ACTION ITEM ▸ Each line that includes the word "water" should be copied from the records.

(RECORDED DATA Opens)

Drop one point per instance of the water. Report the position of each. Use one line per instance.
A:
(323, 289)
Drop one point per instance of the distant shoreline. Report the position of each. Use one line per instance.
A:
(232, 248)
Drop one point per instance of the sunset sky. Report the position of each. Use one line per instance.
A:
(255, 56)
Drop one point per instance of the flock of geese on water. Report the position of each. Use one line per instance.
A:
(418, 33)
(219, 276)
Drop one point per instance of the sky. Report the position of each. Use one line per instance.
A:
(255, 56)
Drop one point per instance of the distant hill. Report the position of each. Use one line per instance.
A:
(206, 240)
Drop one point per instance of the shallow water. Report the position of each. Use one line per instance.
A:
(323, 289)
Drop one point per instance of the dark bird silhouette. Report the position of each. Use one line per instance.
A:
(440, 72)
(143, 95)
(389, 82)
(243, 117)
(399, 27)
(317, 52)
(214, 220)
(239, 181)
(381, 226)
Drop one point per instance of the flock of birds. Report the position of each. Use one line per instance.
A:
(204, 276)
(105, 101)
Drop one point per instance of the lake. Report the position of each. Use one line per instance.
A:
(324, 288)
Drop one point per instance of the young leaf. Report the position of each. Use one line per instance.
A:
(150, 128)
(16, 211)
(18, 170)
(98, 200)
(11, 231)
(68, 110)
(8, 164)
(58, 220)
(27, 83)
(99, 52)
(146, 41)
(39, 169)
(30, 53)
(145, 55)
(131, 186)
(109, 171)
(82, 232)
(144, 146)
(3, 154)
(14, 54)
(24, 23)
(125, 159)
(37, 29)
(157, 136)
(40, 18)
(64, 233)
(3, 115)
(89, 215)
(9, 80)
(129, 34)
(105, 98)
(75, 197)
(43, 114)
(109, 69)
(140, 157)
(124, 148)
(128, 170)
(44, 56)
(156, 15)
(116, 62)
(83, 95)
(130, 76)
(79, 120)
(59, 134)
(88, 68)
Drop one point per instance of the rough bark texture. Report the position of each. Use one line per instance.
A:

(RECORDED DATA Closes)

ANSWER TO THIS TASK ▸
Drop one point per instance of the water. Report the position of each. Use one line per instance.
Drop one point per instance of the flock of geese on water. Report the position of each. Use one line per instance.
Drop one point per instance of the shallow water. Report the position of each. Use one line per instance.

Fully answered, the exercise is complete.